## Task instructions
Copy word for word the part of the VMD setup and introduction text below, starting with "Students should organize" and going on through "OS X machine.".

VMD: VMD can be found at this link. Choose the latest version (currently 1.9.4). You must choose your operating system, and register your email address. This is an academic site so your email won’t end up in any spam lists. Install it by following the directions. When you open it for the first time, you will get a warning from OSX that it is from an unknown developer. Open System Preferences -> Security and Privacy, and a box should be there which will allow you to open VMD. You will need to enter your password.
NAMD: NAMD can be found at this link. Again, choose the latest version (2.13). Your email address/password from the VMD step can be used here, also. You should put this in your "Applications" folder and rename the folder "NAMD" (removing everything after the first four characters). Again, you may need to enter your password to move NAMD to Applications.
Packmol: We will use the 'packmol' program later on in the semester. Save this file to your computer — the best place is the previously mentioned "bin" directory. You should be able to do this by right-clicking the link with your mouse, or
(You should be able to access these files individually under the "Files" tab on the right of the page(s), too.)
CONVENTION: In the Laboratory pages, things you will have to type in the terminal, tkcon, or into a VMD input box are in RED. Example output from the terminal, tkcon or vmd are in BLUE. Menu and other descriptions are in GREEN.
Students should organize their files. Here is the suggested file structure:
Introduction to VMD
In this lecture we will learn how to use VMD, a powerful and free molecular visualization program available from the folks at Theoretical and Computational Biophysics Group at UIUC. There are many tutorials and user guides out there (see this link, and this link, for example), from which I'm borrowing heavily. THIS LECTURE ASSUMES YOU HAVE DOWNLOADED ALL OF FILESET1!
The goals of this segment of the class are to enable you to render nice representations of your molecular systems, pull Protein Data Bank files off the Internet and see them quickly, and begin to understand structure and function through the visualization tools.
VMD will open a number of windows,and it will look something like this:
Figure 1: VMD running on a OS X machine.
Locate the VMD main window. Go ahead and examine some of the menus. In the following, text you can type into a VMD form is blue . VMD menu selections are green. Filenames are typewriter text.
Molecular visualization examples
Double-stranded DNA
To begin, let's load a relatively well-known molecule: a strand of DNA
(this has the ascession code ‘103d’ from the RCSB/Protein Data Bank, which we will investigate later). This file is located in the first set of class files. You should have downloaded these files already; if you have not, take the time now to do that. Finished with that? Then use the ``Browse'' button; A file browser will pop up. Browse to your directory and find the file. You may want to pull down the Favorites menu and select ‘Add to Favorites’. The next time you want to grab a file from this location, you may use the Favorites menu to immediately select this directory.

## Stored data
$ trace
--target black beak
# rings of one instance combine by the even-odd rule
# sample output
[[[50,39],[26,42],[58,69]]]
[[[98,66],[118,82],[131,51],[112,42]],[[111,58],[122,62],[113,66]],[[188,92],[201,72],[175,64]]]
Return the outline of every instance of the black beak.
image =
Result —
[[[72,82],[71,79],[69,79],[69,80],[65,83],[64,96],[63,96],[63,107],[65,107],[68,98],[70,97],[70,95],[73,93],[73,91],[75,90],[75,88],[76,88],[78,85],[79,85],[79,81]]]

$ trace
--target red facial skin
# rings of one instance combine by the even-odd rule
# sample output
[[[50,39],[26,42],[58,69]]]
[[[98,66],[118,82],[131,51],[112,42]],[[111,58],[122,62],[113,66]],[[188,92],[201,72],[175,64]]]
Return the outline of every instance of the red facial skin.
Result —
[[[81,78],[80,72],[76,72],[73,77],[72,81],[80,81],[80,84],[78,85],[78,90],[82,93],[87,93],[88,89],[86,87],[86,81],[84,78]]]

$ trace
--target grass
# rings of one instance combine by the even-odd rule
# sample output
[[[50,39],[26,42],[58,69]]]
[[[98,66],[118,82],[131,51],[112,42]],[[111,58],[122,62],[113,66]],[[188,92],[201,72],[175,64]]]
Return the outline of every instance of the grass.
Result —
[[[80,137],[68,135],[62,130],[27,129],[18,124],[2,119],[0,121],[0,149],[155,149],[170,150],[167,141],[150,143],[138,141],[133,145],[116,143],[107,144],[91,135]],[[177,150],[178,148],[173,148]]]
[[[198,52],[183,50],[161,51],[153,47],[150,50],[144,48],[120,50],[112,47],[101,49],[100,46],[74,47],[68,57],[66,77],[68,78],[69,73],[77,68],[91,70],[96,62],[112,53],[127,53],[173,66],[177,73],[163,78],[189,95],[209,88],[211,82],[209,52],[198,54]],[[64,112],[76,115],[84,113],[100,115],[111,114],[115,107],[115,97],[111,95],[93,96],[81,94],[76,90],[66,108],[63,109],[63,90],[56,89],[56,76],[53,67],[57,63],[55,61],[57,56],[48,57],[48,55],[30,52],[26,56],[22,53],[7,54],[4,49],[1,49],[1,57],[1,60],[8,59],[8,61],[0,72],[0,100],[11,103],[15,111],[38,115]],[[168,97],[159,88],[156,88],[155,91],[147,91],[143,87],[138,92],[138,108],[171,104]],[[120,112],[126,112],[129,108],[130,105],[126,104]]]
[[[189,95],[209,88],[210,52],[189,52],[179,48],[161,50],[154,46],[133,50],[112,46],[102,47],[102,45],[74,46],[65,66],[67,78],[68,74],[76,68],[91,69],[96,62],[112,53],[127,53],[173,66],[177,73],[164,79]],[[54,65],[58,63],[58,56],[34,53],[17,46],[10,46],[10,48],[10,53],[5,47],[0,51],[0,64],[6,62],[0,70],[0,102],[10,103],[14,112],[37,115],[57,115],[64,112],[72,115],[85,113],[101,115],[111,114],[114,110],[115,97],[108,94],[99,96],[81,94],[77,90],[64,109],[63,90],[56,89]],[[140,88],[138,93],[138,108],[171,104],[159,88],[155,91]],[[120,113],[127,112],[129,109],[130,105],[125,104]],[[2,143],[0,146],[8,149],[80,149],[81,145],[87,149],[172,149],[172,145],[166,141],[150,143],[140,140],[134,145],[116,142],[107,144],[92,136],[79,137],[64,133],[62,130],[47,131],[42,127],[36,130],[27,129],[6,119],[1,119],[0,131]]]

## Task response
Students should organize their files. Here is the suggested file structure:
Introduction to VMD
In this lecture we will learn how to use VMD, a powerful and free molecular visualization program available from the folks at Theoretical and Computational Biophysics Group at UIUC. There are many tutorials and user guides out there (see this link, and this link, for example), from which I'm borrowing heavily. THIS LECTURE ASSUMES YOU HAVE DOWNLOADED ALL OF FILESET1!
The goals of this segment of the class are to enable you to render nice representations of your molecular systems, pull Protein Data Bank files off the Internet and see them quickly, and begin to understand structure and function through the visualization tools.
VMD will open a number of windows,and it will look something like this:
Figure 1: VMD running on a OS X machine.